- TASK STATEMENT
Please render the stretch of the records below, from the line containing "TARGET = sun glow" through the end of the records, as a Markdown table with the columns Row and Line. Give each nonblank line its own numbered row.

++++++++++

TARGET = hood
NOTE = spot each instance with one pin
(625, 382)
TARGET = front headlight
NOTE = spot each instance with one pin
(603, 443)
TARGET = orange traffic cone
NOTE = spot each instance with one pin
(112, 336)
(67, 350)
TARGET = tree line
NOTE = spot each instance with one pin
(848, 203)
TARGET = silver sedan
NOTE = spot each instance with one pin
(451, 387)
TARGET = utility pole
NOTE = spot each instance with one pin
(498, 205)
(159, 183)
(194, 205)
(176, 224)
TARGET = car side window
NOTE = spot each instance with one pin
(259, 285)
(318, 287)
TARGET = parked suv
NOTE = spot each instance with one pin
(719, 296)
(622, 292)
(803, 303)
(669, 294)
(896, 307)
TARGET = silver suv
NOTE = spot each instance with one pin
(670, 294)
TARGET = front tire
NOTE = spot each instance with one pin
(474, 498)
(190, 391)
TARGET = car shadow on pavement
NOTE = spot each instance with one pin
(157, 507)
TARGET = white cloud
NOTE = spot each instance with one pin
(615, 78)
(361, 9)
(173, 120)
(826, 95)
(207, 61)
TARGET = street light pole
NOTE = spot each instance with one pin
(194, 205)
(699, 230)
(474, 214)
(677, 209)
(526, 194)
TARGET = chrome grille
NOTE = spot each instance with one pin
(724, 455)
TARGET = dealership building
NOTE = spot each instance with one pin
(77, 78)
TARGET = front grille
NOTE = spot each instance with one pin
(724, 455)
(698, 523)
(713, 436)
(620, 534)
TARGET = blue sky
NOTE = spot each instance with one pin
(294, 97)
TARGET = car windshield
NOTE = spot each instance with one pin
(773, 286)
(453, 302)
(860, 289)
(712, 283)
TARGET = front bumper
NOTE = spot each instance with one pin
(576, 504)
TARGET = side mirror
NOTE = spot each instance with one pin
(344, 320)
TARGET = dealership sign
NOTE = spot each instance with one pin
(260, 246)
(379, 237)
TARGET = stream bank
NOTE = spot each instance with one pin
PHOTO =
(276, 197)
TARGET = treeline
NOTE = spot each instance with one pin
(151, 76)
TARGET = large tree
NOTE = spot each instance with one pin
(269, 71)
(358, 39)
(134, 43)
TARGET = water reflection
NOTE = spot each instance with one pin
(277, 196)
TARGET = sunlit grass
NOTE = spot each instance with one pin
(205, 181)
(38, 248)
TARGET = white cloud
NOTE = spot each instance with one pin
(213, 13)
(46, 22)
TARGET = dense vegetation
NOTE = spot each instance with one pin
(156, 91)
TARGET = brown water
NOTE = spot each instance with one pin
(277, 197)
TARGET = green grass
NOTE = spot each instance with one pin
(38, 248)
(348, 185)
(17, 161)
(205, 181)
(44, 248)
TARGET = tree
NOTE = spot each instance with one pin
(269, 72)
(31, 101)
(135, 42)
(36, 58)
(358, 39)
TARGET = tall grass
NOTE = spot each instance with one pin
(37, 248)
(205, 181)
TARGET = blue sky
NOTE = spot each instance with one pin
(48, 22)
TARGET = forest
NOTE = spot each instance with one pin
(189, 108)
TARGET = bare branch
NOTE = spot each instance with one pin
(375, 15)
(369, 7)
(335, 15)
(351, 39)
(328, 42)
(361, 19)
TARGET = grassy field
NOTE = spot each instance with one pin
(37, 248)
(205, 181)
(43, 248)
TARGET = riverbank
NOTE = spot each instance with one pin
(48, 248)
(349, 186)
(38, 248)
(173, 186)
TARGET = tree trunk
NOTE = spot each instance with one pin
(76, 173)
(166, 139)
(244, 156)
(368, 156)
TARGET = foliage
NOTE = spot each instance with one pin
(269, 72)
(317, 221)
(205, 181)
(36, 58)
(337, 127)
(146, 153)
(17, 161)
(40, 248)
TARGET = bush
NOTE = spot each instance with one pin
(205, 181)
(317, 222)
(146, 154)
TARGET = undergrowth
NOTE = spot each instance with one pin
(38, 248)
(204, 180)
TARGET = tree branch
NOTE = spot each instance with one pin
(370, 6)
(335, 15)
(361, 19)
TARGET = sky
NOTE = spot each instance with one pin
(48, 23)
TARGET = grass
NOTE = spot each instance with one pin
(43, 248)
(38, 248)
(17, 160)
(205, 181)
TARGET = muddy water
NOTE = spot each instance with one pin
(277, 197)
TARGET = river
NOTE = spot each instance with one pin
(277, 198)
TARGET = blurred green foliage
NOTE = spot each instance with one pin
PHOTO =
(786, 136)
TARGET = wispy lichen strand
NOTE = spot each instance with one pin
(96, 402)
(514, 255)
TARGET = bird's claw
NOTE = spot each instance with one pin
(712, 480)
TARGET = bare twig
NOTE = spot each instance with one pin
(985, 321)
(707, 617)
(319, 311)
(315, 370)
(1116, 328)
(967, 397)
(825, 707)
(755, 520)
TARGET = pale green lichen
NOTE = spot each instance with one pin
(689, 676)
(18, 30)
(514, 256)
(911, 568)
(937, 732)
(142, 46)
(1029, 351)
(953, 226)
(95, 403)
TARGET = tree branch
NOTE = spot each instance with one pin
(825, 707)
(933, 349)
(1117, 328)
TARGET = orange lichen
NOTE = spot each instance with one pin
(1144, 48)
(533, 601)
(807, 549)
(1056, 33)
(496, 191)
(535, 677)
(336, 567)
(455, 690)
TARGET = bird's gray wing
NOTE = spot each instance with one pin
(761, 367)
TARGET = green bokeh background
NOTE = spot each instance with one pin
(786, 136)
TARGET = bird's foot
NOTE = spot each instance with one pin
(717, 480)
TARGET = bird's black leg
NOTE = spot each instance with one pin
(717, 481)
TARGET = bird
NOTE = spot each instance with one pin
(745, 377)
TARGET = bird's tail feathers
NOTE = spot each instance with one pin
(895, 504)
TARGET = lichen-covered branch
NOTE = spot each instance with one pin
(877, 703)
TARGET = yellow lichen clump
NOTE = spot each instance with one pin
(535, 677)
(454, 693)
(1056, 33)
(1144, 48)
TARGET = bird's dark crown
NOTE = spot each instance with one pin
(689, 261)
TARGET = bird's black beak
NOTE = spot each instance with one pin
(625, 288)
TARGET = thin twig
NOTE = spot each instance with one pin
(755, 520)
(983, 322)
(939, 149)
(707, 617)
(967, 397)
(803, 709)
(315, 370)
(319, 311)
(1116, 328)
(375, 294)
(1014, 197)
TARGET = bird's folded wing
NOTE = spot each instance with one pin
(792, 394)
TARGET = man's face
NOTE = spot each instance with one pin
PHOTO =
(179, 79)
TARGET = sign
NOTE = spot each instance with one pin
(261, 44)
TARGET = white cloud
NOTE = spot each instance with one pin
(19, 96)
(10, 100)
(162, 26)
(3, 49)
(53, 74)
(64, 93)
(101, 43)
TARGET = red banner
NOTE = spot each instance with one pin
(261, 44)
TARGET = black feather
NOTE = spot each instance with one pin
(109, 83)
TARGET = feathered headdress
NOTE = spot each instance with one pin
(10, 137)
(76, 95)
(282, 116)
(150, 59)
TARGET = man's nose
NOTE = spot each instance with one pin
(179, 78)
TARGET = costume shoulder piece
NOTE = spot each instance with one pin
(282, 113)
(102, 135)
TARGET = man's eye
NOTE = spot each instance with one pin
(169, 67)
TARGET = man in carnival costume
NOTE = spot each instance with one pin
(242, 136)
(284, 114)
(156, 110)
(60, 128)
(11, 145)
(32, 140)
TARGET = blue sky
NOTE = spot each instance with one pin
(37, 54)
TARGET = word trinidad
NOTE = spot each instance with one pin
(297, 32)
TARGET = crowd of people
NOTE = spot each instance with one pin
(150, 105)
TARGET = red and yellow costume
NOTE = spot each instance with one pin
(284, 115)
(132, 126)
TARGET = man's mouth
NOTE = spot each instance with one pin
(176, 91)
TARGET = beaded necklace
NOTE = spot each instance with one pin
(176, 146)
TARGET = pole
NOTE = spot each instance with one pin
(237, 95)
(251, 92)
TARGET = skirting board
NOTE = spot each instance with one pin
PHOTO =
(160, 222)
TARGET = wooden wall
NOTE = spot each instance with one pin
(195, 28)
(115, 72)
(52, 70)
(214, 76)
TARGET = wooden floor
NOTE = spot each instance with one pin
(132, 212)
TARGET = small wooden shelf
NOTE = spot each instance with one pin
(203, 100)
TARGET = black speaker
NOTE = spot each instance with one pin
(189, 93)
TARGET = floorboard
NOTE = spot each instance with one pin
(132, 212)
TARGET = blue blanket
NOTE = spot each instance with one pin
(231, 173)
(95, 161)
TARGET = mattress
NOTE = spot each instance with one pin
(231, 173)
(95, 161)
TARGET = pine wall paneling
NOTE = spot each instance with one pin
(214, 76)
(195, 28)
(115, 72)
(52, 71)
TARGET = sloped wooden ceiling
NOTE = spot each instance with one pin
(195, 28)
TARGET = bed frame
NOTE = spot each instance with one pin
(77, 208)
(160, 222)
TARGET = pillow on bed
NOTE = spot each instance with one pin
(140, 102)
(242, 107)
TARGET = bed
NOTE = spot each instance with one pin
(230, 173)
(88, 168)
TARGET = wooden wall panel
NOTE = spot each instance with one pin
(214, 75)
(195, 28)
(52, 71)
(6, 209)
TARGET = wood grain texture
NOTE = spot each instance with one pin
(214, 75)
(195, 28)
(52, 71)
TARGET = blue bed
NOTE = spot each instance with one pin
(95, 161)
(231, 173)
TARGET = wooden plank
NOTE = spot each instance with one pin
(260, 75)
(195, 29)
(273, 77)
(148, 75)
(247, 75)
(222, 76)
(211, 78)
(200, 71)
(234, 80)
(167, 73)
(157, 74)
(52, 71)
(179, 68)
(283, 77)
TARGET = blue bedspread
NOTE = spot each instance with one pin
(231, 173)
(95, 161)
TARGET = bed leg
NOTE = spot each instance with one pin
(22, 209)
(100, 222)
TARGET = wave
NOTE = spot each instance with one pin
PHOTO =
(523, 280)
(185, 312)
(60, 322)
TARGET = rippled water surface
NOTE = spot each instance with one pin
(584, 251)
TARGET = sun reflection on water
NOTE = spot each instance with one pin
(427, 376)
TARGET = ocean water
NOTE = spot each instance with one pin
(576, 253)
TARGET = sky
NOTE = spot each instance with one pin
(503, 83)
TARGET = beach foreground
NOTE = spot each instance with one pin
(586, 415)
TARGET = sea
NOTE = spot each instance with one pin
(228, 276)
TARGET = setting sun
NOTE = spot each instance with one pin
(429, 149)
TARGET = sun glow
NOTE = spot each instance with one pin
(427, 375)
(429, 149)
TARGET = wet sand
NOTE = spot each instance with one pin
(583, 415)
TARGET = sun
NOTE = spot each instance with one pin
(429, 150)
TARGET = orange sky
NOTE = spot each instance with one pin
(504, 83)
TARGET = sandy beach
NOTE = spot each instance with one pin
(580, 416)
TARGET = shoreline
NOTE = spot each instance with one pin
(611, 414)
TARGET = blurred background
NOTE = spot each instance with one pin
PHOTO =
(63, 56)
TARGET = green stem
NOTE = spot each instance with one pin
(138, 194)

++++++++++

- SOLVED EXERCISE
| Row | Line |
|---|---|
| 1 | TARGET = sun glow |
| 2 | NOTE = spot each instance with one pin |
| 3 | (427, 375) |
| 4 | (429, 149) |
| 5 | TARGET = wet sand |
| 6 | NOTE = spot each instance with one pin |
| 7 | (583, 415) |
| 8 | TARGET = sun |
| 9 | NOTE = spot each instance with one pin |
| 10 | (429, 150) |
| 11 | TARGET = orange sky |
| 12 | NOTE = spot each instance with one pin |
| 13 | (504, 83) |
| 14 | TARGET = sandy beach |
| 15 | NOTE = spot each instance with one pin |
| 16 | (580, 416) |
| 17 | TARGET = shoreline |
| 18 | NOTE = spot each instance with one pin |
| 19 | (611, 414) |
| 20 | TARGET = blurred background |
| 21 | NOTE = spot each instance with one pin |
| 22 | PHOTO = |
| 23 | (63, 56) |
| 24 | TARGET = green stem |
| 25 | NOTE = spot each instance with one pin |
| 26 | (138, 194) |